§ **Exercise tasks**
1. Summarize the Encore barrel thread in two sentences.
2. Answer these questions using the Encore barrel thread:
(a) What twist rate does the new barrel have?
(b) Which member asks how much the setup weighs all together?
(c) According to Win1917, what are Encore handgun barrels fun to shoot with?
3. Copy the stretch of the Encore barrel thread from "If you told" through "a great round.".

§ **Page excerpt**
[BEGIN]
# My new Encore Barrel



## bowhntr (Sep 25, 2011)

Well I have been wanting a .284 Win barrel for some time and I found one at a very good price , it is a MGM 17" full bull .284 Win 1-8 twist . Here it is all set up and ready to take some deer at long range!! Also had a muzzle brake installed by a gunsmith in Michigan for a $100


----------



## golffreak (Sep 25, 2011)

Great looking rig. That should cover some range.


----------



## Razor Blade (Sep 25, 2011)

Looks like a handful without a muzzel break. Should be a sweet rig. Looks nice


----------



## ejs1980 (Sep 25, 2011)

If you told me blued action/matte black mount/stainless scope/stainless brake/rubber grip/black laminant forend I would be scared to look. It actually looks good and should ba a great round.


----------



## Dusty Roads (Sep 26, 2011)

*Nice*



bowhntr said:


> Well I have been wanting a .284 Win barrel for some time and I found one at a very good price , it is a MGM 17" full bull .284 Win 1-8 twist . Here it is all set up and ready to take some deer at long range!! Also had a muzzle brake installed by a gunsmith in Michigan for a $100



Great setup.Good luck in your huntin'.
How much does it weigh all together?


----------



## Win1917 (Sep 26, 2011)

Thanks for posting pics...I just sold my last Encore handgun barrel and now I'm hankerin for another one! They sure are fun to shoot with a bipod


----------



## Marlin_444 (Sep 26, 2011)

Very NICE!


----------



## bowhntr (Oct 5, 2011)
[END]
§ **Information provided**
[BEGIN]
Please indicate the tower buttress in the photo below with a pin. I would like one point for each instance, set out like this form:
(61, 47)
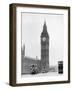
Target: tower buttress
(45, 49)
[END]
§ **Responses by task**
1. A forum member describes an MGM 17" full bull .284 Win barrel with a 1-8 twist, bought at a very good price, set up for taking deer at long range, and fitted with a muzzle brake installed by a gunsmith in Michigan for $100. Other members compliment the setup, and one asks how much it weighs all together while another says the pictures prompted a wish for another Encore handgun barrel.

2.
(a) 1-8
(b) Dusty Roads
(c) A bipod

3.
If you told me blued action/matte black mount/stainless scope/stainless brake/rubber grip/black laminant forend I would be scared to look. It actually looks good and should ba a great round.